Extracted text:
━━━━━━━━━━━━━━━━

# Solved: DOS - problem with the batch file on using for loop



## trusp (Dec 5, 2008)

Hi,
I have a problem with my batch file.
I ran my script to get the next process number from the Num file. 
Here the problem is that instead the value in the text file "ECHO is on." is placed to the temp variable.

Batch Command:
E:\>for /F "eol=; tokens=1 delims=" %%i in (C:\Num.txt) do (set /a no=%%i+1 )

CLI Output: 
E:\>for /F "eol=; tokens=1 delims=" %%i in (C:\Num.txt) do (set /a no=%%i+1 )
E:\>(set /a no=ECHO is on.+1 )
Missing operator.

Num.txt - Is the text file which contains the process number.
I think the problem may be in for loop. 
Please help me out in this issue asap.

Trusp
​


----------



## TheOutcaste (Aug 8, 2007)

What is the content of C:\Num.txt?
If it's *Echo is on.* then that is the result you'll get.

I'd be looking at the script that creates the C:\Num.txt file
For example, if it's created by a statement like this:
echo %var% >C:\Num.txt
if var is not defined, C:\Num.txt will contain *Echo is on.*

HTH

Jerry


----------



## trusp (Dec 5, 2008)

━━━━━━━━━━━━━━━━

Your task:
Quote the batch file thread from "Here the problem" up to and including "this issue asap.".

Object location annotation data
━━━━━━━━━━━━━━━━

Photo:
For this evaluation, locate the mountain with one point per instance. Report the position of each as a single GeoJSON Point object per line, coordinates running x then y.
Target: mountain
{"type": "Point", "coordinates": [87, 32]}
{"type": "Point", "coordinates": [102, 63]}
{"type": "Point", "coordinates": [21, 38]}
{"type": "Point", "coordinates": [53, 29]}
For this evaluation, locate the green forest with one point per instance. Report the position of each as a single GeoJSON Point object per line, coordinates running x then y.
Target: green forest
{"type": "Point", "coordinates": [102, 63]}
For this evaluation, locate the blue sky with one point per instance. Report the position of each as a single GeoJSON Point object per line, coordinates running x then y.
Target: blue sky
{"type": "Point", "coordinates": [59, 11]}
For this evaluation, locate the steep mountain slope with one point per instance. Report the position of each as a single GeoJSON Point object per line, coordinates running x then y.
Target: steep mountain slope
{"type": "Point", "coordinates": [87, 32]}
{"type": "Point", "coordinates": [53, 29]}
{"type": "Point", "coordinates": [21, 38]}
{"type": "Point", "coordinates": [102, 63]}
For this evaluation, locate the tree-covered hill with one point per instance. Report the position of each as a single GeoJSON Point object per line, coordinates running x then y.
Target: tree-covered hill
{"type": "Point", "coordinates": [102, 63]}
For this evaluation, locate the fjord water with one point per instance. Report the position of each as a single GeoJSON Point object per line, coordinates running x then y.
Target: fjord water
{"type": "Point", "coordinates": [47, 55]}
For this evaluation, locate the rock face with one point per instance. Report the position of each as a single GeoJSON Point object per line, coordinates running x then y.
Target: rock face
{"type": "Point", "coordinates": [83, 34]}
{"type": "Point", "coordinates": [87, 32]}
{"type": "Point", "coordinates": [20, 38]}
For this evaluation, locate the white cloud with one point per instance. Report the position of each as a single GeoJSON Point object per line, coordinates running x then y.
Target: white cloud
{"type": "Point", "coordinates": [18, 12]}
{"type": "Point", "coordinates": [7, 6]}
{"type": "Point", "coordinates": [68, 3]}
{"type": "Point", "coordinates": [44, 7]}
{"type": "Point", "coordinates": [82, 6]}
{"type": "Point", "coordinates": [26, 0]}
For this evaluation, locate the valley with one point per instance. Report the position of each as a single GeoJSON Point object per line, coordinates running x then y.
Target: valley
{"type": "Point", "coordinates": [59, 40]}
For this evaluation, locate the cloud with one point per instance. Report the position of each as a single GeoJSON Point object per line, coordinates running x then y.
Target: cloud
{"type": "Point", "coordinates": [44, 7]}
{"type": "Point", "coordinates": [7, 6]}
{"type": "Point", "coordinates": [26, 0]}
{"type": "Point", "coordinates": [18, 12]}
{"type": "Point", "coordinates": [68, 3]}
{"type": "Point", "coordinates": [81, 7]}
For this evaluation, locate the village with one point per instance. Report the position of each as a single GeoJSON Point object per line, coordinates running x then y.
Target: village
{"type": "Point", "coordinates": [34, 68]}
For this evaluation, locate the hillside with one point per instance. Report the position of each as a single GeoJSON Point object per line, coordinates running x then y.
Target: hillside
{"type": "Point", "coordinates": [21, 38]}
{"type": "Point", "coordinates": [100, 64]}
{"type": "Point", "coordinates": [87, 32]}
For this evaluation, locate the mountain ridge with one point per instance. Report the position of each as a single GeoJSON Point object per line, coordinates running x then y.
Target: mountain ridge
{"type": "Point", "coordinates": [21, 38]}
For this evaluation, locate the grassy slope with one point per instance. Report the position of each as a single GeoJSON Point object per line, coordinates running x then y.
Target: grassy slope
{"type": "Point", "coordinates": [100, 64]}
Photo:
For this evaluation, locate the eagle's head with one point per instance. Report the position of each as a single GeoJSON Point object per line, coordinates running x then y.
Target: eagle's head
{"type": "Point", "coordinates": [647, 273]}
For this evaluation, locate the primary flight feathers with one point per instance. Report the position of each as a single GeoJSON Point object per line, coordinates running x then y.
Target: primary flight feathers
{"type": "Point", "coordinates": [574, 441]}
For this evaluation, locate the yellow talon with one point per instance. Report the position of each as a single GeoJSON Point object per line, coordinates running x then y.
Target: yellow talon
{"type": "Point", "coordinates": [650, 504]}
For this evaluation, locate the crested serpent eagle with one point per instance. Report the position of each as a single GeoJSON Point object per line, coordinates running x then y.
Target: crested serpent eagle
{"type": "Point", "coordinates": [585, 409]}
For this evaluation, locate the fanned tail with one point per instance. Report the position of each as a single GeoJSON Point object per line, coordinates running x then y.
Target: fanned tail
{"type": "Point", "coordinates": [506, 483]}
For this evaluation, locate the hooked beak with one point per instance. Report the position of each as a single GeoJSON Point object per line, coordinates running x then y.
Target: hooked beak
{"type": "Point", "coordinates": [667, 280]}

━━━━━━━━━━━━━━━━

Written response:
Here the problem is that instead the value in the text file "ECHO is on." is placed to the temp variable.

Batch Command:
E:\>for /F "eol=; tokens=1 delims=" %%i in (C:\Num.txt) do (set /a no=%%i+1 )

CLI Output: 
E:\>for /F "eol=; tokens=1 delims=" %%i in (C:\Num.txt) do (set /a no=%%i+1 )
E:\>(set /a no=ECHO is on.+1 )
Missing operator.

Num.txt - Is the text file which contains the process number.
I think the problem may be in for loop. 
Please help me out in this issue asap.